[Records from a collection]
╭──

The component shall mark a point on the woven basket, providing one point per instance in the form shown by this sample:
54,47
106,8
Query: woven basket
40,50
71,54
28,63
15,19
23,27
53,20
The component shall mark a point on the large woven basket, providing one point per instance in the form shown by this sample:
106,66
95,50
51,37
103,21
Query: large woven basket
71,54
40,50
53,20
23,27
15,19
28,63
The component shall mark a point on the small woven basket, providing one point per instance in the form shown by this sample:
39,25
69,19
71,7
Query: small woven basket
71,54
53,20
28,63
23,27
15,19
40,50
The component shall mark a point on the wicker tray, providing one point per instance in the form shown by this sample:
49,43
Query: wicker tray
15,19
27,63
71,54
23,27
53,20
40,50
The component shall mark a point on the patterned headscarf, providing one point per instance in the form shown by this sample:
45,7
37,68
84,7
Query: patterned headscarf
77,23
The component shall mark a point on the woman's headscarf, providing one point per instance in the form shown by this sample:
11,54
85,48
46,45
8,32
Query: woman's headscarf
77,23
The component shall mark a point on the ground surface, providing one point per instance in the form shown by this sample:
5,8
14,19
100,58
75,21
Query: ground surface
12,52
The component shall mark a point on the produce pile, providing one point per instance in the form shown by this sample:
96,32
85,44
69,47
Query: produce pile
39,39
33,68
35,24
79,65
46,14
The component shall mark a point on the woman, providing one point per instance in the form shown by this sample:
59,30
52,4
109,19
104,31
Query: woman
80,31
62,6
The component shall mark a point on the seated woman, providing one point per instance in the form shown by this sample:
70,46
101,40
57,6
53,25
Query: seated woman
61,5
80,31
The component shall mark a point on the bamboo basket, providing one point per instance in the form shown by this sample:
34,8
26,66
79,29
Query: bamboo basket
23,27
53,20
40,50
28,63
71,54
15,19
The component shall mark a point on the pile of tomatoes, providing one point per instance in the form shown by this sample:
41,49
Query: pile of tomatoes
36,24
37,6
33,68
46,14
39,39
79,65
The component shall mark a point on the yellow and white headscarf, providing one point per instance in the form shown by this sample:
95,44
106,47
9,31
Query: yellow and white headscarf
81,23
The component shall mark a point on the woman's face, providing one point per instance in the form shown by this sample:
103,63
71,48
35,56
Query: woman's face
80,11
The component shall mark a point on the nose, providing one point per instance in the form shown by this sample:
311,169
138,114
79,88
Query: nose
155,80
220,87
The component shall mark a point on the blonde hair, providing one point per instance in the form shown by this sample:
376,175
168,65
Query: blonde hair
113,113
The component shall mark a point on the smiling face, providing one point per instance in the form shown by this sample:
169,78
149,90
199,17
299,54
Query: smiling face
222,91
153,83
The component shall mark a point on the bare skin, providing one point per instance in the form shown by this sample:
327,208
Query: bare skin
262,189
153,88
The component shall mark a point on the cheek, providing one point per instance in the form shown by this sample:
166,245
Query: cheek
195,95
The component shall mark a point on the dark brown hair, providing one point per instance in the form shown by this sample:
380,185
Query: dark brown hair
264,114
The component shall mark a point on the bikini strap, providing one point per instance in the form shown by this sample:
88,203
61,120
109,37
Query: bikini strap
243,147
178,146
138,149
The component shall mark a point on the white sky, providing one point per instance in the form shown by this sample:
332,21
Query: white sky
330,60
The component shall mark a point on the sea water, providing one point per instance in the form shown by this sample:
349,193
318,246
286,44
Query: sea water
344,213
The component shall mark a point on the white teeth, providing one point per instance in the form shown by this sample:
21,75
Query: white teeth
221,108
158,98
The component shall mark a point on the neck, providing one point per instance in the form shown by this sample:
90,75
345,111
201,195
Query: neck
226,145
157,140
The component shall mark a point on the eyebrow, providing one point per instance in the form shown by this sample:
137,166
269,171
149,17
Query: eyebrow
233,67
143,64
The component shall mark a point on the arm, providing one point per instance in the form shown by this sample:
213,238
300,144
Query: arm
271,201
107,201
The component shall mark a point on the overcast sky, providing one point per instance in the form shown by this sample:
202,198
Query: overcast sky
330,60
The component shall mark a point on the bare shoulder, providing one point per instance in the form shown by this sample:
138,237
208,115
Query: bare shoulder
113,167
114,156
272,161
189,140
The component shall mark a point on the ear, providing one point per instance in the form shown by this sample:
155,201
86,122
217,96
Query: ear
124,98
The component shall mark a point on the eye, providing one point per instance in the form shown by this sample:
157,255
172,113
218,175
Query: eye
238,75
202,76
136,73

╰──

Exactly as given, please retype all the entries.

The component shall mark a point on the woven basket, providing one point per instance in the form shown by this sample:
54,47
106,8
Query: woven basket
40,50
71,54
28,63
15,19
23,27
53,20
The component shall mark a point on the large woven basket, providing one point per instance in the form shown by this sample:
106,66
95,50
51,37
103,21
Query: large woven basket
71,54
40,50
53,20
23,27
15,19
28,63
The component shall mark a point on the small woven basket, providing one point per instance in the form shown by this sample:
39,25
69,19
71,7
Query: small woven basket
71,54
53,20
28,63
23,27
15,19
40,50
The component shall mark a point on the wicker tray, providing one point per instance in the form shown by this sample:
49,43
Query: wicker tray
15,19
27,63
71,54
23,27
53,20
40,50
The component shall mark a point on the patterned headscarf, providing one point per instance in the form shown by this sample:
45,7
37,68
84,7
Query: patterned headscarf
77,23
The component shall mark a point on the woman's headscarf, providing one point per instance in the form shown by this sample:
11,54
85,48
46,45
8,32
Query: woman's headscarf
77,23
The component shall mark a point on the ground surface, providing one point per instance in the form shown by this sample:
5,8
14,19
100,58
75,21
Query: ground surface
12,52
The component shall mark a point on the produce pile, providing one point per instance in the form shown by this sample:
96,32
85,44
69,47
Query: produce pile
39,39
33,68
35,24
79,65
46,14
The component shall mark a point on the woman, providing one point per instance in the form shown by this sample:
59,30
52,4
109,19
104,31
Query: woman
80,31
62,6
The component shall mark a point on the seated woman, providing one point per instance in the form shown by this sample:
70,46
101,40
57,6
53,25
Query: seated woman
61,5
80,31
The component shall mark a point on the bamboo basket, providing one point per instance in the form shown by this sample:
34,8
26,66
79,29
Query: bamboo basket
23,27
53,20
40,50
28,63
71,54
15,19
The component shall mark a point on the pile of tomatoes, providing one point per instance in the form shown by this sample:
41,49
Query: pile of tomatoes
36,24
37,6
33,68
46,14
39,39
79,65
The component shall mark a point on the yellow and white headscarf, providing one point per instance in the form shown by this sample:
95,44
106,47
9,31
Query: yellow and white headscarf
81,23
The component shall mark a point on the woman's face, providing one point per instance in the form shown by this sample:
103,63
71,48
35,56
Query: woman's face
80,11
The component shall mark a point on the nose, providing one point per instance in the form shown by this sample:
311,169
138,114
79,88
Query: nose
155,80
220,87
The component shall mark a point on the blonde hair, providing one point per instance in the form shown by this sample:
376,175
168,65
Query: blonde hair
113,113
The component shall mark a point on the smiling face, providing one point per instance in the form shown by this sample:
169,78
149,90
199,17
299,54
Query: smiling face
222,91
153,83
The component shall mark a point on the bare skin, providing one point per instance in the form shown by this sample:
327,208
Query: bare skin
262,189
153,88
The component shall mark a point on the cheek, providing one point per instance in the form shown by this sample:
166,245
Query: cheek
195,95
The component shall mark a point on the dark brown hair, providing one point per instance in the form shown by this sample:
380,185
Query: dark brown hair
264,114
The component shall mark a point on the bikini strap, providing one point per instance in the form shown by this sample:
88,203
61,120
109,37
Query: bikini strap
243,147
178,146
138,149
The component shall mark a point on the white sky, providing one point per instance in the form shown by this sample:
332,21
Query: white sky
330,60
The component shall mark a point on the sea water, providing one point per instance in the form shown by this sample:
349,193
318,246
286,44
Query: sea water
344,213
The component shall mark a point on the white teeth, providing one point per instance in the form shown by this sample:
21,75
Query: white teeth
221,108
158,98
The component shall mark a point on the neck, providing one point per instance in the form shown by this sample:
90,75
345,111
201,195
Query: neck
226,145
157,140
The component shall mark a point on the eyebrow, providing one point per instance in the form shown by this sample:
137,166
269,171
149,17
Query: eyebrow
233,67
143,64
The component shall mark a point on the arm, providing one point per instance in the form shown by this sample:
213,238
300,144
Query: arm
271,201
107,201
The component shall mark a point on the overcast sky, providing one point per instance in the form shown by this sample:
202,198
Query: overcast sky
330,60
The component shall mark a point on the bare shoulder, providing one point per instance in the form shown by this sample:
138,237
208,115
Query: bare shoulder
113,167
114,156
272,161
189,140
The component shall mark a point on the ear, providing one point per instance in the form shown by this sample:
155,201
86,122
217,96
Query: ear
124,98
The component shall mark a point on the eye, providing one point per instance in the form shown by this sample:
157,255
172,113
218,175
Query: eye
238,75
202,76
136,73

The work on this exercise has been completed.